WHAT IS REQUIRED: Print every entry exactly once more, omitting each picture.

Recorded data

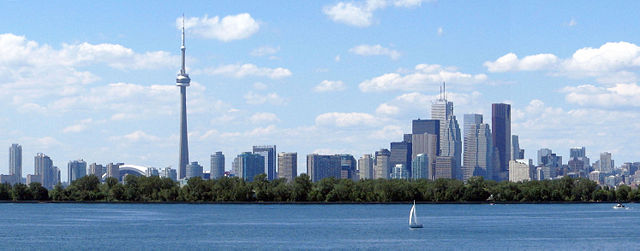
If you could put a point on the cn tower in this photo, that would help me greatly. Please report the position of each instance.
(183, 81)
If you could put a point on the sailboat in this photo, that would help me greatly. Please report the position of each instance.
(413, 219)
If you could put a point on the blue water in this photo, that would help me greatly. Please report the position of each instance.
(177, 226)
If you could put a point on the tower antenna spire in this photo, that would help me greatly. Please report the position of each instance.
(183, 48)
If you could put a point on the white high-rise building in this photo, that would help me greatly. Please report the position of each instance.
(450, 140)
(606, 163)
(519, 170)
(365, 166)
(382, 164)
(479, 152)
(15, 161)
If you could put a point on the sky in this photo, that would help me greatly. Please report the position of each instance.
(96, 80)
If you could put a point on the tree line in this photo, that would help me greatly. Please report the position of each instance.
(301, 189)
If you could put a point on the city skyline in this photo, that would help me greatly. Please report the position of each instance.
(250, 83)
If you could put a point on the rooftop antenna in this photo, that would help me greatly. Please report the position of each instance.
(444, 86)
(182, 48)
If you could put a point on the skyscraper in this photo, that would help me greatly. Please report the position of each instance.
(44, 170)
(577, 152)
(323, 166)
(421, 167)
(249, 165)
(76, 169)
(217, 165)
(426, 144)
(470, 147)
(515, 148)
(15, 161)
(445, 167)
(288, 166)
(113, 170)
(183, 81)
(450, 140)
(194, 170)
(348, 167)
(478, 153)
(365, 166)
(401, 154)
(501, 138)
(269, 154)
(606, 163)
(97, 170)
(381, 165)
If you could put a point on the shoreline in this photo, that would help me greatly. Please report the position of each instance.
(310, 202)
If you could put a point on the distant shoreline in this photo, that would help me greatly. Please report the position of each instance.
(309, 202)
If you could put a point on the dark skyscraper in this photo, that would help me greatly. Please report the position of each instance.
(269, 154)
(430, 126)
(323, 166)
(217, 165)
(501, 137)
(401, 154)
(183, 81)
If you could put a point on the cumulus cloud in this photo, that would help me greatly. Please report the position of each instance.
(329, 86)
(360, 14)
(246, 70)
(424, 77)
(263, 117)
(228, 28)
(610, 63)
(31, 71)
(374, 50)
(340, 119)
(269, 98)
(264, 51)
(78, 127)
(510, 62)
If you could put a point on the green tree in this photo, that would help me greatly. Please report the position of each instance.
(20, 192)
(38, 192)
(5, 191)
(301, 188)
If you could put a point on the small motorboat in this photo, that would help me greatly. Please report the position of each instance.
(413, 218)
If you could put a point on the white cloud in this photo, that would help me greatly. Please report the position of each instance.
(415, 103)
(374, 50)
(619, 95)
(360, 14)
(339, 119)
(386, 109)
(510, 62)
(329, 86)
(259, 86)
(263, 117)
(270, 98)
(612, 62)
(247, 70)
(353, 14)
(78, 127)
(264, 51)
(232, 27)
(424, 77)
(137, 136)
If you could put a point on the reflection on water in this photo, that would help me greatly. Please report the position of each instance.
(246, 226)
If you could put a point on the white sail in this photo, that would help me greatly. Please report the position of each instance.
(411, 214)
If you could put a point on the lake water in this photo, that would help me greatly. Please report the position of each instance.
(249, 226)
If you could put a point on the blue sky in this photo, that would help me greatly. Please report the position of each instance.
(97, 80)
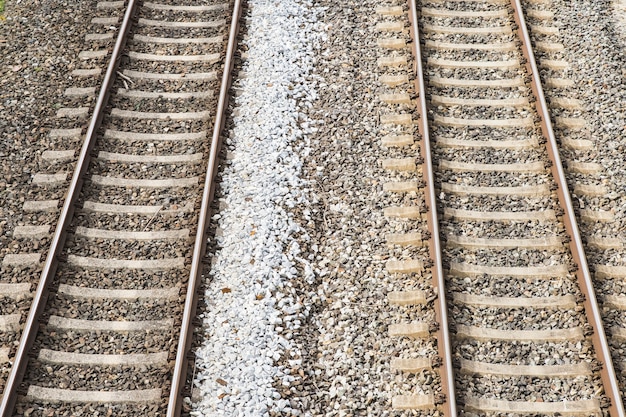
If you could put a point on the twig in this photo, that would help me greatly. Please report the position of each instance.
(152, 218)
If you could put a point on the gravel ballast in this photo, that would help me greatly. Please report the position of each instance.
(252, 306)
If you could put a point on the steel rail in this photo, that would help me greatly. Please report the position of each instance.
(441, 308)
(191, 299)
(47, 275)
(601, 346)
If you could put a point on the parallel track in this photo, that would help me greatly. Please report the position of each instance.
(513, 249)
(109, 306)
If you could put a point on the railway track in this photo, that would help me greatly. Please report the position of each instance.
(522, 298)
(526, 329)
(116, 296)
(592, 192)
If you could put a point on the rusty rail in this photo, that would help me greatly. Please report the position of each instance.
(441, 309)
(41, 295)
(583, 275)
(191, 299)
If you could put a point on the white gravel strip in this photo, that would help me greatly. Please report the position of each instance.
(251, 299)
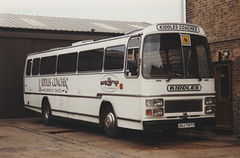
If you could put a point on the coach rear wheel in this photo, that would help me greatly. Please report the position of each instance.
(47, 115)
(110, 123)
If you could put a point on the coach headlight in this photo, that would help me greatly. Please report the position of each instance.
(154, 102)
(210, 101)
(210, 109)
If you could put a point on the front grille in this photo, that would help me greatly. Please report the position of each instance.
(183, 106)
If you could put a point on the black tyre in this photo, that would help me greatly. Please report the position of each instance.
(47, 114)
(110, 123)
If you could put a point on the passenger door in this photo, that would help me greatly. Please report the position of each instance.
(223, 84)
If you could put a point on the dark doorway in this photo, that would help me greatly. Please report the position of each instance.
(224, 116)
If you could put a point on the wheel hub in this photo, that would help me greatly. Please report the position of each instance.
(110, 120)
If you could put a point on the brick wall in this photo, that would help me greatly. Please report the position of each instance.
(221, 21)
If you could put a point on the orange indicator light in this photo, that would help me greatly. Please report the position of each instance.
(149, 112)
(121, 86)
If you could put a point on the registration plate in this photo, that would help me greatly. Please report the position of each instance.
(186, 125)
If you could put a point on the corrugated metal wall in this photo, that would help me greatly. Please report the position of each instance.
(13, 51)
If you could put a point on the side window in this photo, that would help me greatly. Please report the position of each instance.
(28, 69)
(67, 63)
(48, 65)
(90, 60)
(114, 57)
(35, 69)
(132, 69)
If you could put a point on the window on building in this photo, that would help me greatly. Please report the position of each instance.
(35, 69)
(67, 63)
(90, 60)
(48, 65)
(114, 57)
(29, 65)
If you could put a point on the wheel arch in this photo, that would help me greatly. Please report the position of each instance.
(103, 106)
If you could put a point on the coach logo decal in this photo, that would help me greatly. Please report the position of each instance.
(184, 88)
(109, 83)
(54, 85)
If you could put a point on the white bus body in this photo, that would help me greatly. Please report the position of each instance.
(156, 78)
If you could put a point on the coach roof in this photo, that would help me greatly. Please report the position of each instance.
(68, 24)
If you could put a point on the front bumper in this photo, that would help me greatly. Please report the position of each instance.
(173, 124)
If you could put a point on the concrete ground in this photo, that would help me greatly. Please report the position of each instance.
(29, 138)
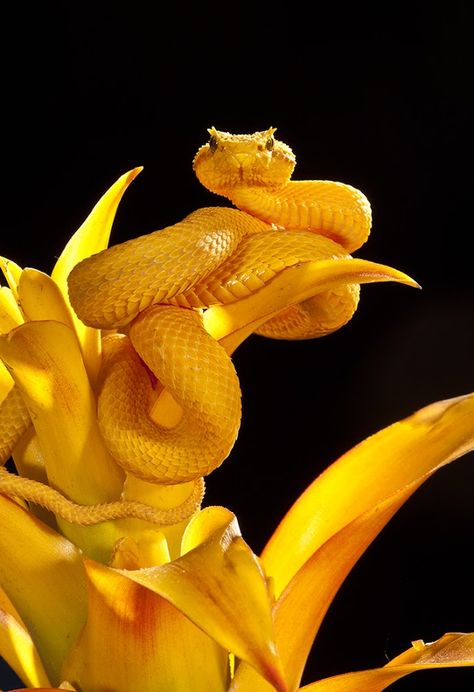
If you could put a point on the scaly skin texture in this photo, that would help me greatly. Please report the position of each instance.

ANSWER TO THE EXERCISE:
If you could put a point on the cn tower in this photo, that would help me greatly. Please report the position of each instance.
(183, 81)
If you could put a point on the sailboat in this photo, that would help me greatly. Please report the position of each instance.
(413, 219)
If you could put a point on the blue water in this photo, that would help me greatly. Please report the position of each instance.
(177, 226)
If you could put a point on the tower antenna spire in this photo, that would help me greatly. Please report the position of each instance.
(183, 48)
If you could put a point on the white high-rise building in this photo, that would help me greatly. Please report the position of each instance.
(450, 140)
(606, 163)
(519, 170)
(365, 166)
(382, 164)
(479, 152)
(15, 161)
If you could put a point on the sky in this photo, that would help me greatly. Please report the position of each instance.
(96, 80)
If you could put a point on the tree line in this photo, that would help me greatly. Please report the position of each instance.
(301, 189)
If you could put a point on the city skyline in this photo, that would help me greatly. Please report the position of each instance.
(250, 83)
If you could put a point on the rooftop antenna in this photo, that would help me greatly. Please report the position of each instance.
(444, 86)
(182, 48)
If you could put a point on the skyscraper in this photo, that would help me greatly. Please report the position of each instance.
(44, 170)
(577, 152)
(323, 166)
(421, 167)
(249, 165)
(76, 169)
(217, 165)
(426, 144)
(470, 147)
(515, 148)
(15, 161)
(445, 167)
(288, 166)
(113, 170)
(183, 81)
(450, 140)
(194, 170)
(348, 167)
(478, 153)
(365, 166)
(401, 154)
(501, 138)
(269, 154)
(606, 163)
(97, 170)
(381, 165)
If you could put a point on the shoreline in this photo, that would help me greatly. Please report the position of each instance.
(310, 202)
If you could put a point on the distant shoreline in this photo, that would help me greatly. Please report the position of each instance.
(309, 202)
If you could put a point on the dark skyscraper in this photo, that would help me greatly. Please report the position of each instance.
(269, 154)
(430, 126)
(323, 166)
(217, 165)
(501, 137)
(401, 154)
(183, 81)
If you could put a point on the cumulus cloud in this photo, that would help me greatly. Please report the position of each instance.
(329, 86)
(360, 14)
(246, 70)
(424, 77)
(263, 117)
(228, 28)
(610, 63)
(31, 71)
(374, 50)
(340, 119)
(269, 98)
(264, 51)
(78, 127)
(510, 62)
If you could put a point on the green tree in this photo, that would help me greatly. Please report the position of each instance.
(20, 192)
(38, 192)
(5, 191)
(301, 188)
If you could put a point on the small motorboat in this photo, that would help me greatly. Please report the position of each instance.
(413, 218)
If you could put a point on the white cloud in this photo, that would help me greatly. Please report the position of each instance.
(415, 103)
(374, 50)
(619, 95)
(360, 14)
(339, 119)
(386, 109)
(510, 62)
(329, 86)
(259, 86)
(263, 117)
(270, 98)
(612, 62)
(247, 70)
(353, 14)
(78, 127)
(264, 51)
(232, 27)
(424, 77)
(137, 136)
If you could put a point on the reflection on water in this photo, that would help me greatly. Please report the position of each instance.
(246, 226)
If you could put a point on the white sail in this photo, that would help me greatly. Please report the position of each instance.
(411, 214)
If you could put a point on the lake water in this photo, that would help me greatly. Please report the position of each instance.
(249, 226)
If you could put a point on the blue sky in this photo, that would help me greatly. Please report the position of each instance.
(97, 80)
If you could put a point on the twig in this photo, that would help me greatly. Please report the position of each instance.
(152, 218)
If you could put a point on the gravel ballast in this photo, that would help me greatly. Please report the position of each instance.
(252, 306)
If you could put a point on the steel rail in this photo, that would help me greatly. Please report the position of each instance.
(441, 308)
(191, 299)
(47, 275)
(601, 346)
If you could put a point on the parallel track in this photo, that would help me greatly. Please report the position of each instance.
(513, 249)
(109, 306)
If you could put a point on the railway track in this photo, that would help me greatly. Please report the position of each instance.
(522, 298)
(526, 329)
(116, 296)
(592, 192)
If you could put a point on the rusty rail in this photo, that would help me greatly. Please report the position of each instance.
(441, 309)
(41, 295)
(583, 275)
(191, 299)
If you could put a point on the white gravel strip in this photo, that would help me greatly. Please report the position of each instance.
(251, 299)
If you could put a point on the coach rear wheel in this photo, that would help me greatly. Please report the position of each instance.
(47, 115)
(110, 123)
If you could put a point on the coach headlight in this photo, that would help me greatly. Please report the position of each instance.
(154, 102)
(210, 101)
(210, 109)
If you could put a point on the front grille in this photo, that would help me greatly. Please report the position of each instance.
(183, 106)
If you could put a point on the black tyre in this photo, that would help me greatly. Please report the position of each instance.
(47, 114)
(110, 123)
If you could put a point on the passenger door in this photo, that would help me greatly. Please report the position of each instance.
(223, 84)
If you could put a point on the dark doorway in this photo, that would help me greatly. Please report the position of each instance.
(224, 116)
If you could put a point on the wheel hub in this photo, that would help me greatly. Please report the position of each instance.
(110, 120)
If you could put a point on the brick wall in this photo, that would help me greatly. Please report the position of each instance.
(221, 21)
If you could put a point on the orange indicator light in this photo, that would help me greatly. Please report the position of each instance.
(149, 112)
(121, 86)
If you could put a point on the registration plate in this photo, that would help me greatly. Please report the position of each instance.
(186, 125)
If you could put a point on the corrugated metal wall in this photo, that would help me greatly. Please report the position of each instance.
(13, 51)
If you could put a point on the side window in this photo, that would help me greatly. Please report the position of each instance.
(28, 69)
(67, 63)
(48, 65)
(90, 60)
(114, 57)
(35, 69)
(132, 69)
If you could put a point on the window on building in this photo, that would help me greatly. Please report the position of each instance.
(35, 69)
(67, 63)
(90, 60)
(48, 65)
(114, 57)
(29, 65)
If you could put a point on the wheel arch in this photo, that would help me greatly. Please report the position of each instance.
(103, 106)
If you could put a point on the coach logo decal in this photo, that would help me greatly. Please report the position of each instance.
(184, 88)
(109, 83)
(54, 85)
If you could put a point on the white bus body in this photo, that would help me greatly. Please report the position of each instance.
(156, 78)
If you could put a point on the coach roof in this photo, that would help me greatly. Please report the position of each instance.
(68, 24)
If you could put a point on the front bumper in this photo, that would help me greatly. Please report the position of each instance.
(173, 124)
If you could put a point on the concrete ground in this photo, that would help me greatly. Please report the position of each instance.
(29, 138)
If you could put a point on the scaly skin texture in this photo, that would help me greatly. Please report the position of each instance.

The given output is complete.